Aim of the task:
Count the lines of the material below that contain "clicks". Reply with the number only.

Information provided:
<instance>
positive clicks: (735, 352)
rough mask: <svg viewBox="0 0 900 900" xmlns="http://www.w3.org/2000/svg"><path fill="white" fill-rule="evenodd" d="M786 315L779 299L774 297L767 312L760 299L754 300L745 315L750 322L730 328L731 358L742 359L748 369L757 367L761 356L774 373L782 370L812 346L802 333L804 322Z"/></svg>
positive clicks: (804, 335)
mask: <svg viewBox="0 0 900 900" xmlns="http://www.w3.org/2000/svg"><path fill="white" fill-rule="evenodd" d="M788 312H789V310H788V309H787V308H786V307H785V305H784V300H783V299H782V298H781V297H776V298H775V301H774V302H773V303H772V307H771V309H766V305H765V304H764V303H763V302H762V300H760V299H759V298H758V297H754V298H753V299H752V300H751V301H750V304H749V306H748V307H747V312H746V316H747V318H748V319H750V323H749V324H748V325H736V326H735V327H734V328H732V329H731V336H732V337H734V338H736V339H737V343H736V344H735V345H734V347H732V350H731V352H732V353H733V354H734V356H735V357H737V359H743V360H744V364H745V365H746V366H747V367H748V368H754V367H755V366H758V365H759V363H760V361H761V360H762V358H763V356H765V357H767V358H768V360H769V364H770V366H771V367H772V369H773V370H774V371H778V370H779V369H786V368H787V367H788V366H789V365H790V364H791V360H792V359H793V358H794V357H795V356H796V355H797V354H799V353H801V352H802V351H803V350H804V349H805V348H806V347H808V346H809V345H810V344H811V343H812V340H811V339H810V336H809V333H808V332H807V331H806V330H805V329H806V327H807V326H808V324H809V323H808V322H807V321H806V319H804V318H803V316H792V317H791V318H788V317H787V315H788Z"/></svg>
==
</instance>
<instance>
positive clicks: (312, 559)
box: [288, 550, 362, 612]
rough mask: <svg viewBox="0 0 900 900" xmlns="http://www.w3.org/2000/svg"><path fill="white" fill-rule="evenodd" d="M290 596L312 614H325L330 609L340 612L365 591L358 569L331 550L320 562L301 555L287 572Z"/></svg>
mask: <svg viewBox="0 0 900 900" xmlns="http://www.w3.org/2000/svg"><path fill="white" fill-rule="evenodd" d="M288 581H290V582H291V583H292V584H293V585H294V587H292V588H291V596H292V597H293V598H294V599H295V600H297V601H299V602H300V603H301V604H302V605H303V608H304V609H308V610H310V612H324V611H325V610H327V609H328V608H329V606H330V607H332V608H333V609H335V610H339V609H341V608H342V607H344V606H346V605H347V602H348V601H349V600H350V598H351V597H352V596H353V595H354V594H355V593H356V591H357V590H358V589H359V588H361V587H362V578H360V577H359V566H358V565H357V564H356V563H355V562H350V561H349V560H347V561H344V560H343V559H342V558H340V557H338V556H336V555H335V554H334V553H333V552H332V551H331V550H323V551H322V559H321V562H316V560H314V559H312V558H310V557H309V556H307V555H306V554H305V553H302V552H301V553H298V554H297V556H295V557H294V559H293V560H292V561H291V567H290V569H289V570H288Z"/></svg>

The answer:
3